Ricopia fedelmente dall'articolo sull'Eurogruppo e il salvataggio cipriota tutto ciò che va da "Marco Zatterin, La" giù fino a "della moneta unica.".

# Estratto scelto:
================================

Marco Zatterin, La Stampa 26/3/2013, 26 marzo 2013
UN AGRONOMO ALL’ EUROGRUPPO TRA GAFFE, ERRORI E RETROMARCE
Dopo la prima decisione dell’Eurogruppo sul salvataggio cipriota, quella che all’alba di sabato 16 marzo ha benedetto una tassa orizzontale su tutti i depositi isolani e che i ministri economici del Club dell’euro hanno modificato al volo lunedì 18, il mantra più diffuso nei corridoi delle istituzioni Ue si riassumeva in un classicissimo «Aridatece Jean-Claude Juncker». La convinzione era che il navigato premier lussemburghese, a lungo leader dell’Eurozona, non sarebbe finito nella trappola creata dalla furia rigorista tedesca e dalle esigenze politiche di Nicosia. A Jeroen Dijsselbloem, fresco ministro delle Finanze olandese, e freschissima guida dell’Eurozona, è successo. Così ha creato perplessità e esposto la credibilità della moneta unica.

================================

# Dati archiviati da una raccolta:
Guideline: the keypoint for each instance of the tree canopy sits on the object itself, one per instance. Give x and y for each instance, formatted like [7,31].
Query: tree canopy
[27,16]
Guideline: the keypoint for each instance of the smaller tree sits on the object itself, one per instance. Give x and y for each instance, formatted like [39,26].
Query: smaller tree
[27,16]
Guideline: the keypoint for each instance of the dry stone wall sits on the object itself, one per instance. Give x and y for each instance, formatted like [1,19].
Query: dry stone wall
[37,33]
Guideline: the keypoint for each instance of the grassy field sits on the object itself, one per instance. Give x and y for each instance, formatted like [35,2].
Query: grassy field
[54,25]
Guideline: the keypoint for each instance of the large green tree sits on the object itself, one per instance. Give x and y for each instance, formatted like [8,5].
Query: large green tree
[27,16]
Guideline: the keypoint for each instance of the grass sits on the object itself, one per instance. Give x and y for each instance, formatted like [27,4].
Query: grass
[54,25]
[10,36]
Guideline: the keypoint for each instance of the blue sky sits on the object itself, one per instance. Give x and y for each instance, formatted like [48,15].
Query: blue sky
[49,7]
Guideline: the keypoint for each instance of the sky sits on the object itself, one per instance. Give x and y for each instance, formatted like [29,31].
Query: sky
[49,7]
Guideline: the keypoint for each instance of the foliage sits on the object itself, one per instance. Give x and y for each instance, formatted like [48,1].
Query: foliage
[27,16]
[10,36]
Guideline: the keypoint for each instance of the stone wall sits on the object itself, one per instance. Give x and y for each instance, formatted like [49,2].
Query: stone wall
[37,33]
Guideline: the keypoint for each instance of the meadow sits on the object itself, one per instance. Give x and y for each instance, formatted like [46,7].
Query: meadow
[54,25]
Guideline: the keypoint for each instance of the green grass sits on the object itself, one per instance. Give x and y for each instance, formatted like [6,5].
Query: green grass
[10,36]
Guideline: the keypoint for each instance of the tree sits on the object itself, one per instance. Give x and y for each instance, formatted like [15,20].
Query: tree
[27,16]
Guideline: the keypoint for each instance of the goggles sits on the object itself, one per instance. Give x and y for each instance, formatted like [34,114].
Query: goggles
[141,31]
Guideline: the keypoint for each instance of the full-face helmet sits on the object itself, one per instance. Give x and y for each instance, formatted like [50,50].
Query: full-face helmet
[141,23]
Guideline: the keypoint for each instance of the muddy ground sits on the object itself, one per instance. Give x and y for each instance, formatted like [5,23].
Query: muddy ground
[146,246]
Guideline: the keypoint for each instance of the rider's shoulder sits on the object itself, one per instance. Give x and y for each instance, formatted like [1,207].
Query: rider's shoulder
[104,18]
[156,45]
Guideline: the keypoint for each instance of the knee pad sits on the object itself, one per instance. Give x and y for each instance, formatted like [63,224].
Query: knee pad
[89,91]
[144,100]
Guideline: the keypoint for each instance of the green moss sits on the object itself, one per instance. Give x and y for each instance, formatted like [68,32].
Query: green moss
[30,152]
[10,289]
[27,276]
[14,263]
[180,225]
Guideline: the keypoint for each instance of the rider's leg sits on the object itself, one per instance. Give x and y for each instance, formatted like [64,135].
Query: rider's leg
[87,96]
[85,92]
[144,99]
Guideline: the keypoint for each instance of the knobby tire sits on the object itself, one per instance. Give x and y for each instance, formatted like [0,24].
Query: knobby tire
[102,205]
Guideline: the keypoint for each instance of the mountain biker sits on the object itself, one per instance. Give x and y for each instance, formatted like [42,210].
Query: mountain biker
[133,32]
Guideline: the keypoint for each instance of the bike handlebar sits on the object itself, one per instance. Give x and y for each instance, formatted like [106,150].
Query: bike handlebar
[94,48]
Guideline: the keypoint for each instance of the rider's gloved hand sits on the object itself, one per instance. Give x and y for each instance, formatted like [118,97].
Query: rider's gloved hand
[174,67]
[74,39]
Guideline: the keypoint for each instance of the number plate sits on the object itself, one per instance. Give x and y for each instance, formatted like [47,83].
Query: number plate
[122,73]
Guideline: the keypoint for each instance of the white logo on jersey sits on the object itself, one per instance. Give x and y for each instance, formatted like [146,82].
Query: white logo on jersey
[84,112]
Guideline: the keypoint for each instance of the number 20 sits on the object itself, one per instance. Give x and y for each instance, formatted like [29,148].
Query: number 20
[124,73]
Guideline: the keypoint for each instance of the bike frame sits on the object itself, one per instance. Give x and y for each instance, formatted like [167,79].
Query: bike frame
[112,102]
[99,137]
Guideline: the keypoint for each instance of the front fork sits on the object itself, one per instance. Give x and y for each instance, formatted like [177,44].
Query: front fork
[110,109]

================================

# Soluzione del compito:
Marco Zatterin, La Stampa 26/3/2013, 26 marzo 2013
UN AGRONOMO ALL’ EUROGRUPPO TRA GAFFE, ERRORI E RETROMARCE
Dopo la prima decisione dell’Eurogruppo sul salvataggio cipriota, quella che all’alba di sabato 16 marzo ha benedetto una tassa orizzontale su tutti i depositi isolani e che i ministri economici del Club dell’euro hanno modificato al volo lunedì 18, il mantra più diffuso nei corridoi delle istituzioni Ue si riassumeva in un classicissimo «Aridatece Jean-Claude Juncker». La convinzione era che il navigato premier lussemburghese, a lungo leader dell’Eurozona, non sarebbe finito nella trappola creata dalla furia rigorista tedesca e dalle esigenze politiche di Nicosia. A Jeroen Dijsselbloem, fresco ministro delle Finanze olandese, e freschissima guida dell’Eurozona, è successo. Così ha creato perplessità e esposto la credibilità della moneta unica.